> _What to do_:
How many lines in the data below include the word "tree"? Respond with the number, nothing more.
Start of Extracted data
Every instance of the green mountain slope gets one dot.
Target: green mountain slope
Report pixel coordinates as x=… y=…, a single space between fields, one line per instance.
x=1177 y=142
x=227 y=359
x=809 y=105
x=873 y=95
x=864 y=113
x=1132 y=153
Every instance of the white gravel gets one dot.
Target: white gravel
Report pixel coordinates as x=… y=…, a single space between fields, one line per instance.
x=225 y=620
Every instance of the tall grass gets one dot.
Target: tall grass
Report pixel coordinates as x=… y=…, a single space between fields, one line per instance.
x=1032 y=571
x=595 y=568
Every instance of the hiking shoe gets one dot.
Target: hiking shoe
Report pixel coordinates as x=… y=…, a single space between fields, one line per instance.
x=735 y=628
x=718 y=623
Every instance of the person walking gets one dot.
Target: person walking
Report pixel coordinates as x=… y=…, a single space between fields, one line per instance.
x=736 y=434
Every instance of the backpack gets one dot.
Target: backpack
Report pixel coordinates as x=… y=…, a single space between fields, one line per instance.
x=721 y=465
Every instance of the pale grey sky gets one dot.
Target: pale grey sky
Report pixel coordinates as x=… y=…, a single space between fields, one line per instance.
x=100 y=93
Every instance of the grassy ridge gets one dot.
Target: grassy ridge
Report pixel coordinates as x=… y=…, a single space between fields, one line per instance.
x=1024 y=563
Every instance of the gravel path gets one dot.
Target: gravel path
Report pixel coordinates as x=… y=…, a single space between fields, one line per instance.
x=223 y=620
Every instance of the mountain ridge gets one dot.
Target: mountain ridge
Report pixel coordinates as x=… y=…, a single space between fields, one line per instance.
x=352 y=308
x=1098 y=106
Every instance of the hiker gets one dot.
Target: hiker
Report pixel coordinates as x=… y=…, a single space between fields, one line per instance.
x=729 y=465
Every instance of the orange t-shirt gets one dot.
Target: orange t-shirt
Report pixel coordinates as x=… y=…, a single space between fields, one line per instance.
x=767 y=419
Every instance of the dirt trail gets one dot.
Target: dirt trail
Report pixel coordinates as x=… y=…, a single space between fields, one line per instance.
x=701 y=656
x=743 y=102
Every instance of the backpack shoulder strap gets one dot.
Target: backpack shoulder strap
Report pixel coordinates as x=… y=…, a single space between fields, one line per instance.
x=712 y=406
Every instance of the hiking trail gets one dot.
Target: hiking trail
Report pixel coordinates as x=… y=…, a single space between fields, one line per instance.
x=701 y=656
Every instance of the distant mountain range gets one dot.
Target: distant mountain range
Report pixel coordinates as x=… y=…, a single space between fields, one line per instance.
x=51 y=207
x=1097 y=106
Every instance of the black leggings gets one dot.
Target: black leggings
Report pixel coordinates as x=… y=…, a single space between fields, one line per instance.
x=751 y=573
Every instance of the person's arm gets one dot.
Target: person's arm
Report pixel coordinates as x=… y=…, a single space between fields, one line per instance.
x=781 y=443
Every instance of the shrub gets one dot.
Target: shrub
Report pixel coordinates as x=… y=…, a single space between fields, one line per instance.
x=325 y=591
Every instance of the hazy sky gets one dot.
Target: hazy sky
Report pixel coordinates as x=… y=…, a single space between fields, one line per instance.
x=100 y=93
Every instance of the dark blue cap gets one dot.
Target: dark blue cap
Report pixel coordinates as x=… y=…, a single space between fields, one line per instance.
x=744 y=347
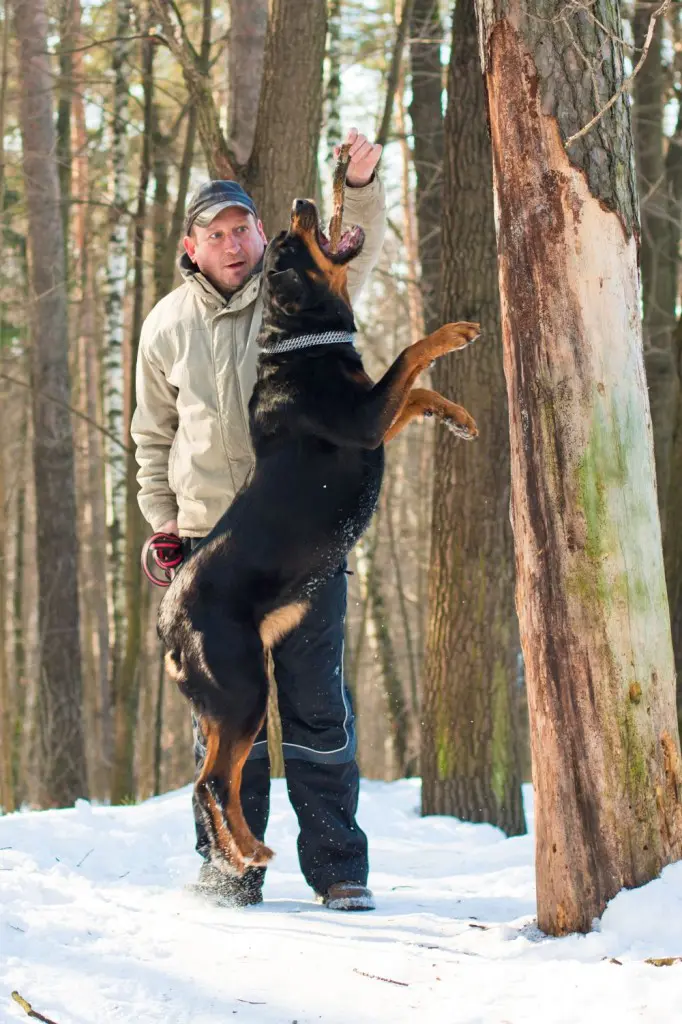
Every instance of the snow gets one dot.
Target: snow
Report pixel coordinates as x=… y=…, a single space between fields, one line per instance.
x=95 y=926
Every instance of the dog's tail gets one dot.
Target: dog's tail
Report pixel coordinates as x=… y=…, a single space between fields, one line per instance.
x=233 y=847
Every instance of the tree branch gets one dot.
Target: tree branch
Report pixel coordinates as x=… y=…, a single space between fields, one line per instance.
x=627 y=85
x=153 y=36
x=394 y=73
x=65 y=404
x=30 y=1011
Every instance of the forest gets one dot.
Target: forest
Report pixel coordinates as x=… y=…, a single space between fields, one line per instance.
x=515 y=609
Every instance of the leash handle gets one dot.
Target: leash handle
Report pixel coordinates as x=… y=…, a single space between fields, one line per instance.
x=165 y=552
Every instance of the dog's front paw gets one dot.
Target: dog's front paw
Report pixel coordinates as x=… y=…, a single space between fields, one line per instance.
x=451 y=337
x=462 y=426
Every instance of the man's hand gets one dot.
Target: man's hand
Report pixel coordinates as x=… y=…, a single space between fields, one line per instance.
x=169 y=527
x=364 y=159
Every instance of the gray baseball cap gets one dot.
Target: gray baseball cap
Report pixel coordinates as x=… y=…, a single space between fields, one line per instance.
x=213 y=197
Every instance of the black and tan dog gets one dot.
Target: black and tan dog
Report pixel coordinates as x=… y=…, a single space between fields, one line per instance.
x=317 y=424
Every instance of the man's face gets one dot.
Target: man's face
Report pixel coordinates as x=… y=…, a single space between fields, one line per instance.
x=228 y=249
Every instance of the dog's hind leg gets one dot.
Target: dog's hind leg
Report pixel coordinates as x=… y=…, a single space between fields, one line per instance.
x=233 y=847
x=227 y=687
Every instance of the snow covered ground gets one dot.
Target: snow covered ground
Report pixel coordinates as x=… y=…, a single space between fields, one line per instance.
x=95 y=928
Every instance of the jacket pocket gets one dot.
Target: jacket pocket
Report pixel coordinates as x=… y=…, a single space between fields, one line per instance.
x=172 y=461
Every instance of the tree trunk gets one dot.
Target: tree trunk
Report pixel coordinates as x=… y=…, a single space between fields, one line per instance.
x=673 y=535
x=127 y=690
x=283 y=163
x=426 y=115
x=59 y=753
x=220 y=161
x=114 y=386
x=658 y=255
x=164 y=279
x=470 y=745
x=378 y=629
x=333 y=90
x=591 y=590
x=6 y=705
x=402 y=14
x=64 y=114
x=248 y=24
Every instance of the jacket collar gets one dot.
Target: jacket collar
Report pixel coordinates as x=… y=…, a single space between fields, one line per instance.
x=209 y=294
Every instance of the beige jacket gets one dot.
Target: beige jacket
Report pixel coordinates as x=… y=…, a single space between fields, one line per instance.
x=196 y=372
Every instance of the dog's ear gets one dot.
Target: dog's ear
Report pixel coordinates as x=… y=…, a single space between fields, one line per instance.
x=288 y=289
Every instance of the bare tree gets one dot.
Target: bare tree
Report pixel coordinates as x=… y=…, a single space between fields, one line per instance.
x=426 y=115
x=470 y=736
x=248 y=24
x=658 y=251
x=59 y=756
x=283 y=162
x=591 y=591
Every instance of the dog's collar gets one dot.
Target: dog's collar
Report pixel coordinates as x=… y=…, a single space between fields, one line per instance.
x=308 y=340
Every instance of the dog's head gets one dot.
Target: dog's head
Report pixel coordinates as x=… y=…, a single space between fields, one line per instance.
x=305 y=284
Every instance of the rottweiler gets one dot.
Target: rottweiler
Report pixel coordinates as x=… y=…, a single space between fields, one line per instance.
x=317 y=424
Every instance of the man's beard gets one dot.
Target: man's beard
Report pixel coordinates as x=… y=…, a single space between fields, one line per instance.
x=227 y=293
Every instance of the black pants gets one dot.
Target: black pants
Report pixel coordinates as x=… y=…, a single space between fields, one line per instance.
x=318 y=744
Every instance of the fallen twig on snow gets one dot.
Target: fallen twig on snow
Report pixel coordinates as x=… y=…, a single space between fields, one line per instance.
x=377 y=977
x=30 y=1011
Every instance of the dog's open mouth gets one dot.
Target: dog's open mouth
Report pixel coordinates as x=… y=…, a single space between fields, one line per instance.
x=350 y=243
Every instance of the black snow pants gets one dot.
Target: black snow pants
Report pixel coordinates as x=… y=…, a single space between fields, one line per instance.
x=318 y=744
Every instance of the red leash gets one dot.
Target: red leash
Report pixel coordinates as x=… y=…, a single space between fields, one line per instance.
x=164 y=552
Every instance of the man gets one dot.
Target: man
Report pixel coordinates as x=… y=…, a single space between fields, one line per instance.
x=196 y=372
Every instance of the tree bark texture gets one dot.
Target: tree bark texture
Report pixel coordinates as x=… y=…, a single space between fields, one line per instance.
x=196 y=66
x=470 y=741
x=284 y=160
x=248 y=23
x=426 y=114
x=658 y=249
x=591 y=594
x=673 y=507
x=59 y=754
x=128 y=683
x=114 y=386
x=333 y=88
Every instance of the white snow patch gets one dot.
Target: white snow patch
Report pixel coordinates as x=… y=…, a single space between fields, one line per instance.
x=95 y=926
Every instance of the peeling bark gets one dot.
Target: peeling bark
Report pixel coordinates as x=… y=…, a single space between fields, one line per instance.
x=591 y=593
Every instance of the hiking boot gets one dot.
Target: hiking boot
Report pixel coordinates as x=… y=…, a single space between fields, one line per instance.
x=227 y=890
x=347 y=896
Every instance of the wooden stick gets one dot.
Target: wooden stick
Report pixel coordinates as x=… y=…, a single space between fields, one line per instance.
x=377 y=977
x=338 y=183
x=30 y=1011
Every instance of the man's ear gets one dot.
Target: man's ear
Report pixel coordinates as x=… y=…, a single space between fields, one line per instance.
x=189 y=247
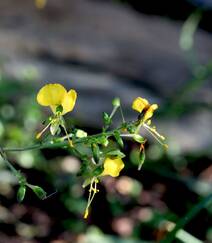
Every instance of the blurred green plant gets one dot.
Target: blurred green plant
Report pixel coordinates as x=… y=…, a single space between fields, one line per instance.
End of Extracted data
> _Answer to this exercise_:
8